Blocco di testo:
----

È certo che
Tsipras, una volta “il negoziatore di ferro” [hard negotiator, ndt], si sia
trasformato sin dalla capitolazione dell’estate del 2015 nel figlio prediletto
di Bruxelles e Berlino. Ci sono due ragioni di base che provano questa
affermazione.
Kostas Kostopoulos*, 22 marzo 2018
Primo, il
governo di Syriza-Anel è riuscito – o ha deciso – di passare delle leggi che la
destra o i social-democratici, i partiti neoliberisti puri, non avevano nemmeno
sognato. La lista è fin troppo lunga, quindi ci limiteremo a presentare i punti
principali.
In primis ci
sono le privatizzazioni tramite il TAIPED (“Fondo di sviluppo azionario della
Repubblica greca”) dei settori centrali dell’economia greca e delle proprietà
statali, incluse le vendite in corso di EYDAP e EYATH (le aziende idriche
pubbliche di Atene e a Salonicco rispettivamente), l’aeroporto di Atene, la
DEPA (azienda del gas pubblica), la DEH (azienda pubblica di elettricità) e
ELPE (l’azienda pubblica del petrolio). Poi le tasse su svariati prodotti. Ad
esempio, la continuazione dell’ENFIA (la tassa per ogni casa). Il
sottofinanziamento dell’istruzione pubblica e la legge recente che apre la via
al finanziamento privato dell’università pubblica. L’attacco non si limita alla
riduzione del settore pubblico, ma è un vero e proprio attacco alla classe
lavoratrice e alla classe media. Solo negli ultimi mesi, a causa del Terzo
Memorandum firmato da Tsipras, Syriza ha approvato o è in procinto di approvare
svariate leggi fra cui, ad esempio, la legge “thatcheriana” di limitazione del
diritto di sciopero o l’abbassamento della soglia sotto la quale non si pagano
le tasse, fino ad arrivare al punto che migliaia di pensionati perderanno per
ogni anno l’ammontare di una mensilità.

----

Estratti dei dati:
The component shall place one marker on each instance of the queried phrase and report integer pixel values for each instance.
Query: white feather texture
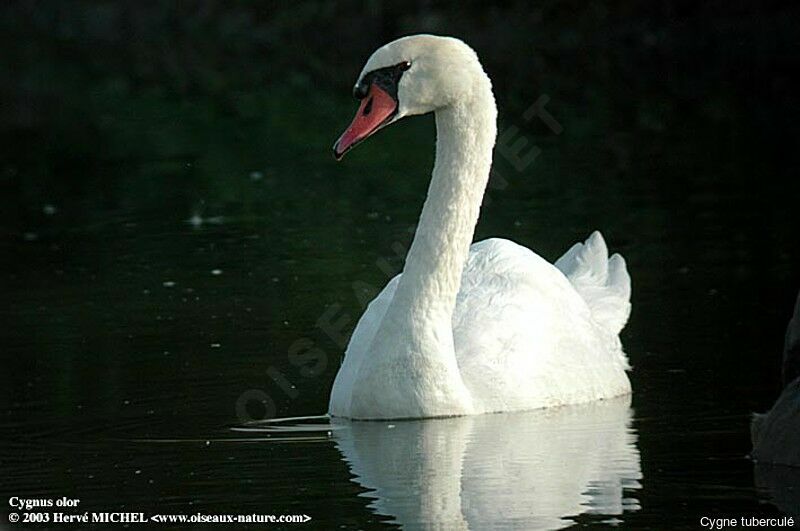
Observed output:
(469, 329)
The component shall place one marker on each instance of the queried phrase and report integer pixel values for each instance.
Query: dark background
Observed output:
(145, 145)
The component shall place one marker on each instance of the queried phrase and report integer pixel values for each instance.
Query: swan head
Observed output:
(411, 75)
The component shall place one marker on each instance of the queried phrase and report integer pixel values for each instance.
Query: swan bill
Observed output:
(377, 109)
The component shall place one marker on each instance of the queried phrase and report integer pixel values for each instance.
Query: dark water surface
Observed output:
(151, 305)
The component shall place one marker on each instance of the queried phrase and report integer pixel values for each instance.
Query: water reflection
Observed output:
(530, 470)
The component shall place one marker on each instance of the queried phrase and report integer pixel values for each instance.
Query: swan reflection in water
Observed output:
(530, 470)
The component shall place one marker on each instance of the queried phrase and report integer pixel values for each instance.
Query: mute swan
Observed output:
(525, 470)
(472, 329)
(776, 434)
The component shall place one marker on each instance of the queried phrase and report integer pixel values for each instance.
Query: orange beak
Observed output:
(375, 111)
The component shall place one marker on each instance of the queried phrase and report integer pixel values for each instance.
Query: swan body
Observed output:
(488, 327)
(776, 434)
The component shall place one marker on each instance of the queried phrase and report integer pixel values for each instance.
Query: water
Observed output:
(156, 304)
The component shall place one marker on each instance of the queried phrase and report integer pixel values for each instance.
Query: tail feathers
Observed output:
(603, 282)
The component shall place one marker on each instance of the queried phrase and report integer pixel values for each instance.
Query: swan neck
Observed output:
(465, 136)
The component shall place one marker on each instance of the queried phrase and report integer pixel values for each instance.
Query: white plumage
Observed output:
(488, 327)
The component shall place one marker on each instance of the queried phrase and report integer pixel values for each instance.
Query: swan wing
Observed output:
(525, 337)
(603, 282)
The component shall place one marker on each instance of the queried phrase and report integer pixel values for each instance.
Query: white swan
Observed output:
(776, 433)
(524, 470)
(472, 329)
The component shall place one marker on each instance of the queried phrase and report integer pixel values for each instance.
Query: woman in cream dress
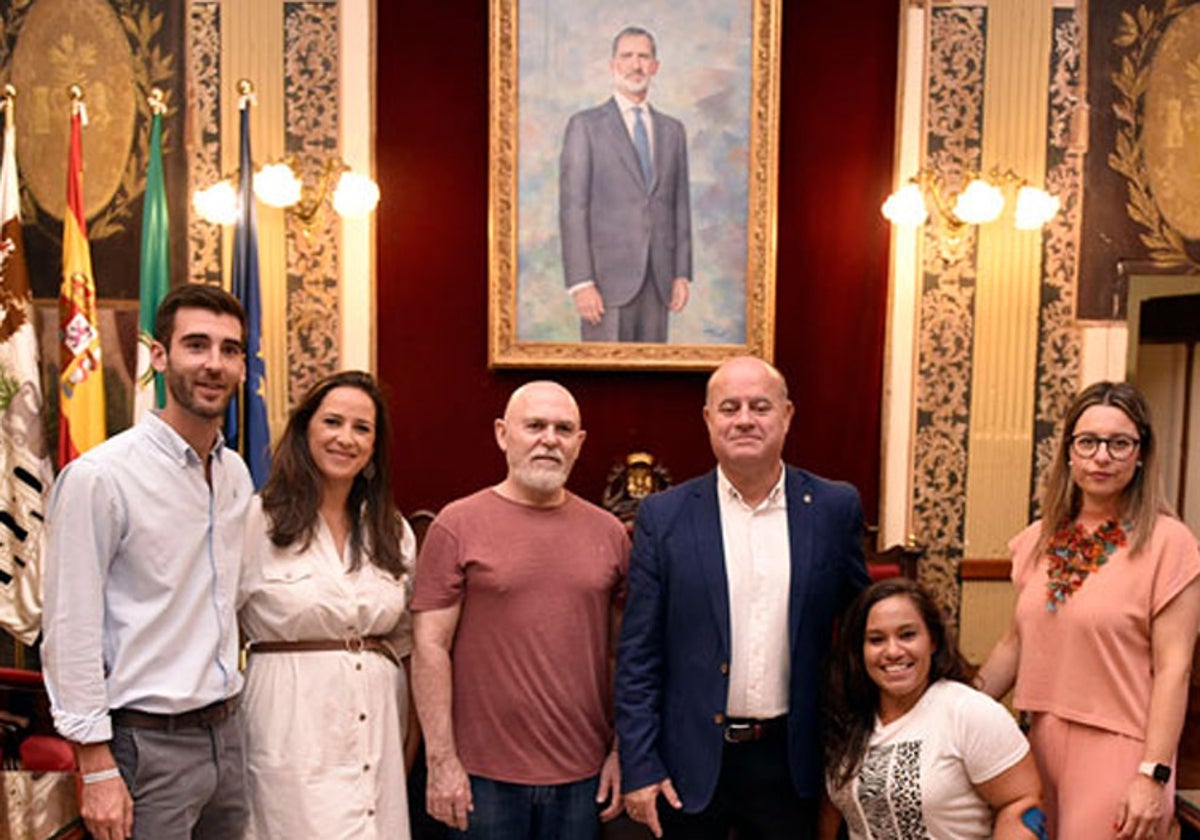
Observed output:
(324, 612)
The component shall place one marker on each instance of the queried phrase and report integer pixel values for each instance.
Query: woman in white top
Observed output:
(325, 613)
(911, 751)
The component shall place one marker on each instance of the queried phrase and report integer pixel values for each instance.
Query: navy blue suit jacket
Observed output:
(672, 665)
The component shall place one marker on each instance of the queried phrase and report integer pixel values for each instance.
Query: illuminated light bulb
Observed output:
(277, 186)
(1035, 208)
(979, 203)
(355, 195)
(217, 204)
(906, 205)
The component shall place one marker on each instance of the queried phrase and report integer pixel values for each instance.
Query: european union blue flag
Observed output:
(246, 426)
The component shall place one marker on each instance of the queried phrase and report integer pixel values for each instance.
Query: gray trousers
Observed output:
(643, 318)
(187, 784)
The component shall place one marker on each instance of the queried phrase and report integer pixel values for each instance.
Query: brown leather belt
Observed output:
(353, 645)
(748, 730)
(209, 715)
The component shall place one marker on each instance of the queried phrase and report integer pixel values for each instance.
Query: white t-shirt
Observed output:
(917, 778)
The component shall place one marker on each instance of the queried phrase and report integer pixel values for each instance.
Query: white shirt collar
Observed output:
(775, 498)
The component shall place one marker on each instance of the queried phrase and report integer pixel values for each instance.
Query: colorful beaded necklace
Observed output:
(1074, 555)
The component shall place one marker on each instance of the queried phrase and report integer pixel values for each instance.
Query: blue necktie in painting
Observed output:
(642, 144)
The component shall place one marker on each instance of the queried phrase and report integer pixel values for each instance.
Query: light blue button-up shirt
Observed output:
(141, 580)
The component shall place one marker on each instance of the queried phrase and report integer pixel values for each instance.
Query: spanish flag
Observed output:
(81, 376)
(25, 472)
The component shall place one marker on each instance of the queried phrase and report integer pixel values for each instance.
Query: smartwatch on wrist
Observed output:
(1159, 773)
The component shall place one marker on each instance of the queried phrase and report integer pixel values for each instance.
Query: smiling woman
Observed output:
(324, 606)
(909, 744)
(1108, 582)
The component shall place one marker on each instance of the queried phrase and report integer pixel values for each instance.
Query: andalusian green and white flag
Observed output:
(155, 274)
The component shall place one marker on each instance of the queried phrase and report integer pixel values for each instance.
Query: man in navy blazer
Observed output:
(735, 583)
(624, 214)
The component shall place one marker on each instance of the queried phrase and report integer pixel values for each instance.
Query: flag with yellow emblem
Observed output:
(81, 375)
(25, 471)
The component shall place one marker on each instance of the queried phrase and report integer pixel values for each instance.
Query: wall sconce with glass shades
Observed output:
(927, 193)
(276, 184)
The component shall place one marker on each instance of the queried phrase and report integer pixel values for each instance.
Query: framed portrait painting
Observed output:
(633, 173)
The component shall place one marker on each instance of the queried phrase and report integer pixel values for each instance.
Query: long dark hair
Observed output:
(292, 496)
(852, 699)
(1143, 497)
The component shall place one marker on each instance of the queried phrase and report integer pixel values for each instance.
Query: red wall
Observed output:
(838, 101)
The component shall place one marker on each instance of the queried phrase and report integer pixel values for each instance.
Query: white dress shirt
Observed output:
(759, 570)
(142, 570)
(627, 113)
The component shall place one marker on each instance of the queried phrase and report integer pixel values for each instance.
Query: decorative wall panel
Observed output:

----

Compiti ed esercizi:
**a)** Nel testo su Tsipras, quale sigla designa l'azienda pubblica del gas?
**b)** Trascrivi dal testo su Tsipras il passo da "È certo che" fino a "principali." incluso.
Le voci non hanno alcun legame con il testo su Tsipras.

Soluzioni degli esercizi:
**a)** DEPA.

**b)**
È certo che
Tsipras, una volta “il negoziatore di ferro” [hard negotiator, ndt], si sia
trasformato sin dalla capitolazione dell’estate del 2015 nel figlio prediletto
di Bruxelles e Berlino. Ci sono due ragioni di base che provano questa
affermazione.
Kostas Kostopoulos*, 22 marzo 2018
Primo, il
governo di Syriza-Anel è riuscito – o ha deciso – di passare delle leggi che la
destra o i social-democratici, i partiti neoliberisti puri, non avevano nemmeno
sognato. La lista è fin troppo lunga, quindi ci limiteremo a presentare i punti
principali.